*About this task*
Copy the records that follow exactly, leaving nothing out.
:: Information given
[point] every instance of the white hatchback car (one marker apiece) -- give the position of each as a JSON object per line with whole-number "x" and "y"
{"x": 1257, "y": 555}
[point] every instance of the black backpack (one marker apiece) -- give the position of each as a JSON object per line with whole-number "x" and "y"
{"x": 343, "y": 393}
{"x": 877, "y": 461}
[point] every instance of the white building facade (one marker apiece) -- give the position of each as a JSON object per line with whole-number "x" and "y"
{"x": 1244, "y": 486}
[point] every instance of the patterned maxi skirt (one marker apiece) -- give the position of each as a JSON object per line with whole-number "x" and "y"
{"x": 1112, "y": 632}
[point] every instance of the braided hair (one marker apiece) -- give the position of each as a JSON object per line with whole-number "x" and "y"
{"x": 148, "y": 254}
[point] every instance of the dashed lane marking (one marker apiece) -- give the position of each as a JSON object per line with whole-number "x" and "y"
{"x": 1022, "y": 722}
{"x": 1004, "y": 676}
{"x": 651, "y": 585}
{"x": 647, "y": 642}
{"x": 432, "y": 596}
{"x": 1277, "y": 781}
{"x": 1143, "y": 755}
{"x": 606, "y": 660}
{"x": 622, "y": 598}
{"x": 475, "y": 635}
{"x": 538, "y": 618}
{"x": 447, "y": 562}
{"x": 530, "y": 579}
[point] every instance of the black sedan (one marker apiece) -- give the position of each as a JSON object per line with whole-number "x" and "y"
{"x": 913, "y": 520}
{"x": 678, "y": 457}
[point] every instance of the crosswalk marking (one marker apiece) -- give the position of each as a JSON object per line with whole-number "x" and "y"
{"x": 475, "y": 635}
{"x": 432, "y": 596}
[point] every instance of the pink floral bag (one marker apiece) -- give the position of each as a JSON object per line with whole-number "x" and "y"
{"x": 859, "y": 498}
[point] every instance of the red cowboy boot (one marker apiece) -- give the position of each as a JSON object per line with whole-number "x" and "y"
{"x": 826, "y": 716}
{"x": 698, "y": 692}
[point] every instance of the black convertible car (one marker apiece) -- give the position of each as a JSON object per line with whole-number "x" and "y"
::::
*Response for this exercise*
[point] every instance of the white hatchback car (one marker apiece) -- give the position of each as a JSON object per line with whole-number "x" and "y"
{"x": 1257, "y": 555}
[point] every instance of the black backpack (one marker apiece) -- give the position of each as a JSON object per line with whole-number "x" and "y"
{"x": 343, "y": 393}
{"x": 877, "y": 461}
[point] every instance of the white building facade (one marker apiece) -- give the position of each as a JSON object per line with whole-number "x" and "y"
{"x": 1244, "y": 486}
[point] every instance of the patterned maxi skirt (one marker apiece) -- give the position of each as a JSON object per line with whole-number "x" and "y"
{"x": 1112, "y": 632}
[point] every instance of the braided hair (one marker apiece) -- give the position of each as a JSON object per line with whole-number "x" and "y"
{"x": 148, "y": 254}
[point] every instance of the dashed lane marking (one marker apiece) -- give the position of each as a JSON object per line with whole-number "x" and "y"
{"x": 1022, "y": 722}
{"x": 1004, "y": 676}
{"x": 651, "y": 585}
{"x": 647, "y": 642}
{"x": 432, "y": 596}
{"x": 1277, "y": 781}
{"x": 1143, "y": 755}
{"x": 606, "y": 660}
{"x": 622, "y": 598}
{"x": 475, "y": 635}
{"x": 538, "y": 618}
{"x": 447, "y": 562}
{"x": 530, "y": 579}
[point] every instance of the black sedan (one marker apiece) -- give the position of each as a JSON object per line with whole-number "x" and "y"
{"x": 913, "y": 520}
{"x": 678, "y": 457}
[point] every instance of the crosswalk marking (one marker apiece) -- give the position of each as a JSON object per line with whole-number "x" and "y"
{"x": 475, "y": 635}
{"x": 432, "y": 596}
[point] every instance of the pink floral bag (one marker apiece) -- give the position of each as a JSON object per line with whole-number "x" and "y"
{"x": 859, "y": 498}
[point] every instance of the red cowboy boot (one marker apiece) -- give the position of each as a JSON object per line with whole-number "x" and "y"
{"x": 826, "y": 716}
{"x": 698, "y": 692}
[point] every instance of the black convertible car (one marker apiece) -- give the position of each as a JSON object per line with whole-number "x" and "y"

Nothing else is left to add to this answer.